Text provided |
────────────────────
The banking sector will rebound at some point, when investors decide that their shares are enough of a bargain, but Flash Rabbit agrees with a number of analysts that the banks will need to raise an awful lot more capital and take many many more losses before this crisis is over. He also thinks that a number of banks are probably concealing the extent of their panic and liquidity problems. Results for Q2 and Q3 will be particularly nasty as the economic slowdown works through. We haven’t yet seen the full horror of the combined impact of tightening credit, property deflation and soaring consumer price inflation. More on the banks another day.
He has also been partial to shorting airline shares. Flash Rabbit flies around a lot and so observes first hand how difficult things are getting for the aviation industry. US and European airlines are being hammered by rising oil prices, collapsing consumer demand, and a growing clamour of protest against the environmental impact of excessive flying. More on the airlines another day too.
Flash Rabbit, like some other rather more wise rabbits, is interested in big infrastructure projects as a long term investment theme –there is huge investment and development potential in energy efficiency, in efficient infrastructure like high speed rail, logistics and shipping/ports, and in renewable energy and solar power. Clearly emerging markets, particularly Latin America, Russia, India, China and South Africa are important too but with inflation running wild in these economies, the wage/price spiral going like a corkscrew in reverse, rising raw material costs and slowing Western demand for the goods that they produce, they too are in serious trouble. A counter-argument might be that rapid growth in emerging markets is fuelling consumer and infrastructure demand there and so there remain major opportunities, but as global trade flows unravel Flash Rabbit prefers to watch from the sidelines. In any case, right now he doesn’t have sufficient capital to take out major positions in any of these infrastructure markets, but he fully intends to at the appropriate time.
────────────────────
Work to be completed | In the investment commentary, what three pressures are hammering US and European airlines?

Dataset excerpt |
────────────────────
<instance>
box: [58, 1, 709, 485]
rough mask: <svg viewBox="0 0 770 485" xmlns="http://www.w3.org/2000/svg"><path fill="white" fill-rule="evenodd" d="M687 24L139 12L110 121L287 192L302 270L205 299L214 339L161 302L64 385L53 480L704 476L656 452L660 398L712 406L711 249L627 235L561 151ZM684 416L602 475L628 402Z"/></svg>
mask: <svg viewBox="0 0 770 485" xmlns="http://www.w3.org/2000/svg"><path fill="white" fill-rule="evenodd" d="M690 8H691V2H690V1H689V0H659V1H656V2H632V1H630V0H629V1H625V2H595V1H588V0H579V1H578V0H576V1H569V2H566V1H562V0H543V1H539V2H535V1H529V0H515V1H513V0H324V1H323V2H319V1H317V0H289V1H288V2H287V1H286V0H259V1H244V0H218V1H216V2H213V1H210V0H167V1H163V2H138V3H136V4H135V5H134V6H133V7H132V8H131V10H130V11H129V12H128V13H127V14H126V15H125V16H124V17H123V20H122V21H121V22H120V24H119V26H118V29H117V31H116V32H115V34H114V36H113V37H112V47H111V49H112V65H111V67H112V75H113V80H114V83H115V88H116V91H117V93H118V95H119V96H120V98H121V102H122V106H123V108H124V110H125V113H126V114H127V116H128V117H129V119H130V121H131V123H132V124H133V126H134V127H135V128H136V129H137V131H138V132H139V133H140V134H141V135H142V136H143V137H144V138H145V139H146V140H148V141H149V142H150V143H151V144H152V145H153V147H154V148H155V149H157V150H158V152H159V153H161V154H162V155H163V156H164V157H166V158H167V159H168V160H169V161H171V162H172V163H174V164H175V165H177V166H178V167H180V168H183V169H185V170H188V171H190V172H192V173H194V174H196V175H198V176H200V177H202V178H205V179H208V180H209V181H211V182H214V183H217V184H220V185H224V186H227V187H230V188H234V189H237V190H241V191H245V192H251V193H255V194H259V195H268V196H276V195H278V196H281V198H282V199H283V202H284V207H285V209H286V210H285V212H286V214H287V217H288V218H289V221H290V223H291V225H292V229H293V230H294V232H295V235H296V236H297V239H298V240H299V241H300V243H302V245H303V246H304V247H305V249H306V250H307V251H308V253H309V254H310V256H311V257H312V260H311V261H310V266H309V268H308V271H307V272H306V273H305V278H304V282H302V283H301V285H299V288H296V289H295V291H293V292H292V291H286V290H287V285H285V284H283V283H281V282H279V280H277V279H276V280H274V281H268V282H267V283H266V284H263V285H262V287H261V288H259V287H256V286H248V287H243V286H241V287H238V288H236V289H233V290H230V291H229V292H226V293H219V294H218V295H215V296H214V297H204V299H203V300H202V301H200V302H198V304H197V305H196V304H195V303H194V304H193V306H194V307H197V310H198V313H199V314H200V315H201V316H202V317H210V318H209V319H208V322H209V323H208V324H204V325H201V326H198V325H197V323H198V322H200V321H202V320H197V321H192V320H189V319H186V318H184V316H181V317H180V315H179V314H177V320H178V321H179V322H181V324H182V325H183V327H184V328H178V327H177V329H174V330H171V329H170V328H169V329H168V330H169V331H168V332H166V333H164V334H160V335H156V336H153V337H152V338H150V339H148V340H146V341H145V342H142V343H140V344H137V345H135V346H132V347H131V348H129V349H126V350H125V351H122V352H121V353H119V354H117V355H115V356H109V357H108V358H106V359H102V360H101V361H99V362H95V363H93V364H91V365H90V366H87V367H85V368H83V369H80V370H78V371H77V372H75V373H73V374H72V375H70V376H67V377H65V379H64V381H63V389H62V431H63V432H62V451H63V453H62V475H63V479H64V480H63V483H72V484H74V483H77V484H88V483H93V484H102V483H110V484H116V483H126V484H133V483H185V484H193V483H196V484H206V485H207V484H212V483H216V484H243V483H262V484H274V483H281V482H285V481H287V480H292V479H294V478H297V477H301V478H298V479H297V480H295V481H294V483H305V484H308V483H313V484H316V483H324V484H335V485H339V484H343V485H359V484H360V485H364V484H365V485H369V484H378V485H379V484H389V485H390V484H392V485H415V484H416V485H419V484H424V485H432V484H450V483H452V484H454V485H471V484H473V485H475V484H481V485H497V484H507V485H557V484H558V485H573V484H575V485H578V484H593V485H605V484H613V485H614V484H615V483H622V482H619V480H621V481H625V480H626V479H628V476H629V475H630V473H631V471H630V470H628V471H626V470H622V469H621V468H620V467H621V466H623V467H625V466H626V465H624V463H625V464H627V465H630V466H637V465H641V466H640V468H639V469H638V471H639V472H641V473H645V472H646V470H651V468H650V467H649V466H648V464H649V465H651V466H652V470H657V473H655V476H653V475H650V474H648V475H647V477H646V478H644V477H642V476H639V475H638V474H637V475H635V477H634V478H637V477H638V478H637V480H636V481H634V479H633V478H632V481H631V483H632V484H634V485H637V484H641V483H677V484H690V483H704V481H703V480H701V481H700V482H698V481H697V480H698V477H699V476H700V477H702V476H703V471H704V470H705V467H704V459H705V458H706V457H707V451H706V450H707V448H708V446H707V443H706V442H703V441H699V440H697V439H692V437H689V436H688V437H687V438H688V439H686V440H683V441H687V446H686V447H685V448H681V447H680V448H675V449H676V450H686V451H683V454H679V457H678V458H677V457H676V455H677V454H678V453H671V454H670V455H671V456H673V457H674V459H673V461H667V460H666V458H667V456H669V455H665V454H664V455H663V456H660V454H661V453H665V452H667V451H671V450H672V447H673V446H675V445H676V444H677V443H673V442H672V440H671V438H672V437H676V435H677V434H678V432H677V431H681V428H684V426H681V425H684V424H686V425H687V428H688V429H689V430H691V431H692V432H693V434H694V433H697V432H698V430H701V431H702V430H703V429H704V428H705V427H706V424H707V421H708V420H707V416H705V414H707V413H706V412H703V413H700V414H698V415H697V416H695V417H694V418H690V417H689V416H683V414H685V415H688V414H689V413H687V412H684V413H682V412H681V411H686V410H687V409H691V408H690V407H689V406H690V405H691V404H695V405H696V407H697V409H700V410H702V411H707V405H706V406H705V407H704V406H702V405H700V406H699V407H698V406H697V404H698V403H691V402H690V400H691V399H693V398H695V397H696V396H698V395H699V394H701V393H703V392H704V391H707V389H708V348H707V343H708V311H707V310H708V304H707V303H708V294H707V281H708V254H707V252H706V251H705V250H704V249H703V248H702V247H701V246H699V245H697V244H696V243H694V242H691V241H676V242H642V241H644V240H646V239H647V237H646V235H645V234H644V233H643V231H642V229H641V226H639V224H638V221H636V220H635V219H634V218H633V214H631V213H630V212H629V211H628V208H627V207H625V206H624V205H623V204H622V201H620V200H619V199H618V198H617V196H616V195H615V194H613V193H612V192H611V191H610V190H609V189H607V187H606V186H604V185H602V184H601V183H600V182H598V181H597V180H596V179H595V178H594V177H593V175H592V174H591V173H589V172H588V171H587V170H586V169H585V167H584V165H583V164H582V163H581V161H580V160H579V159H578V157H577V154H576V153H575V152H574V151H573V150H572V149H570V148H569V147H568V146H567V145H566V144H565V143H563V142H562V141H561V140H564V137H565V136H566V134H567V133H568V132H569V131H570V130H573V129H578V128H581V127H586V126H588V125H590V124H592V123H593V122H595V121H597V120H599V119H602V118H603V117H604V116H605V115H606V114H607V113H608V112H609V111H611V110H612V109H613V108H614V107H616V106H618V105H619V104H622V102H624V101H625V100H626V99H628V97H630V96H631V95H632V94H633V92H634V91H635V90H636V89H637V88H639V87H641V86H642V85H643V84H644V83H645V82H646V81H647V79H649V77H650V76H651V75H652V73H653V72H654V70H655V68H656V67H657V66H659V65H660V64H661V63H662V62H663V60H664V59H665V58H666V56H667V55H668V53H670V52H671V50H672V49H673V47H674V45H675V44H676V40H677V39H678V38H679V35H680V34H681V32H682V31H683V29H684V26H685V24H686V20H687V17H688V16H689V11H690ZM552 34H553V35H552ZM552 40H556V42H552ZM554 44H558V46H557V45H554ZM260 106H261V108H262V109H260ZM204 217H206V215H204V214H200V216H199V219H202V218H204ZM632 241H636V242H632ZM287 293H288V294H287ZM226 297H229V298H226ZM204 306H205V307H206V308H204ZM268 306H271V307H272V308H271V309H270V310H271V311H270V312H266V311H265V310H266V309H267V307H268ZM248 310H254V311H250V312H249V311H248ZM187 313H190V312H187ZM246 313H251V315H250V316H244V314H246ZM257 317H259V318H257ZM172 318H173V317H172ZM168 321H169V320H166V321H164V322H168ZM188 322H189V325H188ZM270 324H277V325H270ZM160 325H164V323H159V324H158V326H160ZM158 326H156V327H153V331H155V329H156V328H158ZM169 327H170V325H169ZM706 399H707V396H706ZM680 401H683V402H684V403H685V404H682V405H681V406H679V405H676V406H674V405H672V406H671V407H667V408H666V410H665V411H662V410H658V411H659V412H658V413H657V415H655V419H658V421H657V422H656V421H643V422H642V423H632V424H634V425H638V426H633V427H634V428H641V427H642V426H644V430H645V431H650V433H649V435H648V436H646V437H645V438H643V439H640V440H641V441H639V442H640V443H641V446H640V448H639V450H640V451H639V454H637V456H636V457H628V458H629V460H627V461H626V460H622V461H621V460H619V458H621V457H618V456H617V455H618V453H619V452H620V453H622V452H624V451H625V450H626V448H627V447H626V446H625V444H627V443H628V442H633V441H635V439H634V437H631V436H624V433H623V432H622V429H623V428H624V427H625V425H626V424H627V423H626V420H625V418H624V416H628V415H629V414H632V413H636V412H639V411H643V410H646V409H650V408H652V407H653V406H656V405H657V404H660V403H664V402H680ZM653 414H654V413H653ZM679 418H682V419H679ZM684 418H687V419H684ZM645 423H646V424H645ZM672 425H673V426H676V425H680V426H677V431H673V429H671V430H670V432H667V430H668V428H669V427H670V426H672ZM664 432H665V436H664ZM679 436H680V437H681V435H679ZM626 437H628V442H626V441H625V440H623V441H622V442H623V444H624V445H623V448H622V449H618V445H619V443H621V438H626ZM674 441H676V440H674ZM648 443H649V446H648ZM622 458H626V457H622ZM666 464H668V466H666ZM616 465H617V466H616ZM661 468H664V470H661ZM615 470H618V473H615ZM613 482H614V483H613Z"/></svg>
────────────────────
Your solution | Rising oil prices, collapsing consumer demand, and a growing clamour of protest against the environmental impact of excessive flying.